## Work to be completed
Line count for "query": give the number of lines in the records below that hold it, and nothing else.

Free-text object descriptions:
----------

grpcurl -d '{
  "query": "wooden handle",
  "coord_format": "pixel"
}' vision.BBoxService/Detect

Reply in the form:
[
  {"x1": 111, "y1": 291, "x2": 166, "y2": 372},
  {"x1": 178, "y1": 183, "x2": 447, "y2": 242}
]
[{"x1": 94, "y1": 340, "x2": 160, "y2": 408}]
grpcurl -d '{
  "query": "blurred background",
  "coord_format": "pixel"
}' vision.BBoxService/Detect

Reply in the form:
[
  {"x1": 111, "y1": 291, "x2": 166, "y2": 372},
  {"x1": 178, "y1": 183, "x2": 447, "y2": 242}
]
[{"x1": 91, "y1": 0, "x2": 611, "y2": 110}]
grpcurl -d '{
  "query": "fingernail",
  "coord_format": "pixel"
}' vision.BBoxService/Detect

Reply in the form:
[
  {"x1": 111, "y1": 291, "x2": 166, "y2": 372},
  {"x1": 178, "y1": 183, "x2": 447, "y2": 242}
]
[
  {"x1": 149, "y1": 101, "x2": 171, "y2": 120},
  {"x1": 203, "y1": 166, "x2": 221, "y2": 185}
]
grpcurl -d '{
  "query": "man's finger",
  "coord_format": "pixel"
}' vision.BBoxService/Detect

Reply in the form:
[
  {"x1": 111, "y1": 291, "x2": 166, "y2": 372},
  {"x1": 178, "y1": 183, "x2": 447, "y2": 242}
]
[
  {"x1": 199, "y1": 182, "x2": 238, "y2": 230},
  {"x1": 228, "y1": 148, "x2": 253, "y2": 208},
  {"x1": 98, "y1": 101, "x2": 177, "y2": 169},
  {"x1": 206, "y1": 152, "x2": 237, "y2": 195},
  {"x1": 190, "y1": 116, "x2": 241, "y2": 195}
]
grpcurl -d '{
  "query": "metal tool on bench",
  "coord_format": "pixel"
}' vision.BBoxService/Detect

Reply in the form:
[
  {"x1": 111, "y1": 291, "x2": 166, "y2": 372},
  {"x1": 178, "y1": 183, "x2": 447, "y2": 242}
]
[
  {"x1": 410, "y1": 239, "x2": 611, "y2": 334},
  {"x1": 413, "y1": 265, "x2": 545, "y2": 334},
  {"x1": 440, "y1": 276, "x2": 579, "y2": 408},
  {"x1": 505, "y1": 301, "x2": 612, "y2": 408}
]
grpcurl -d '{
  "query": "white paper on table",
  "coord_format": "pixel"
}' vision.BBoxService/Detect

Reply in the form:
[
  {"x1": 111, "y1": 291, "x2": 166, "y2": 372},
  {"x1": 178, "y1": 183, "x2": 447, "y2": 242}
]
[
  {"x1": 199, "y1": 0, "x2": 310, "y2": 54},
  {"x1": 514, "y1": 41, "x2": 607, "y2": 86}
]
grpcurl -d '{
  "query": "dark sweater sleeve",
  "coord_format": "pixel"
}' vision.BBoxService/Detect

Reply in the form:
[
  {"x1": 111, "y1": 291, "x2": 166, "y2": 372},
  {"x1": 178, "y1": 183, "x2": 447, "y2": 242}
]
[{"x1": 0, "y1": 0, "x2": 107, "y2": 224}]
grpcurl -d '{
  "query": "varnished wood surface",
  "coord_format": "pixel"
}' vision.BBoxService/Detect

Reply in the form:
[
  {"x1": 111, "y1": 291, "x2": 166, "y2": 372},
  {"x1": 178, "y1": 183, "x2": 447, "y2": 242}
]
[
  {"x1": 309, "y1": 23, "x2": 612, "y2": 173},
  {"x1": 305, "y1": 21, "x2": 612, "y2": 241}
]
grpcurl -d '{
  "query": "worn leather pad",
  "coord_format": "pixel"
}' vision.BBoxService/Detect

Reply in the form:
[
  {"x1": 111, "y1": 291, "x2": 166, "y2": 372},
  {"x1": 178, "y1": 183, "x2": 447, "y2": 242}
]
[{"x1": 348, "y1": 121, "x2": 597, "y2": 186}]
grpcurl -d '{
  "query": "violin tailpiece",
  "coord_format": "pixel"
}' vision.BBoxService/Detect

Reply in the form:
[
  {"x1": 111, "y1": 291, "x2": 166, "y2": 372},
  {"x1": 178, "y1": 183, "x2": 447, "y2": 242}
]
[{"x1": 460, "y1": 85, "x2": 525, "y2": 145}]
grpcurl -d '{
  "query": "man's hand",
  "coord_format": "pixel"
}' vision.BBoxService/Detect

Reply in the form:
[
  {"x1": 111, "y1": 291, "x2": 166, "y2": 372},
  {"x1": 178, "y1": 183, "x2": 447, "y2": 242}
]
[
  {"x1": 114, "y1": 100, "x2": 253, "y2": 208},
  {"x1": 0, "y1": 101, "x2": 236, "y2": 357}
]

----------

## Answer to this exercise
11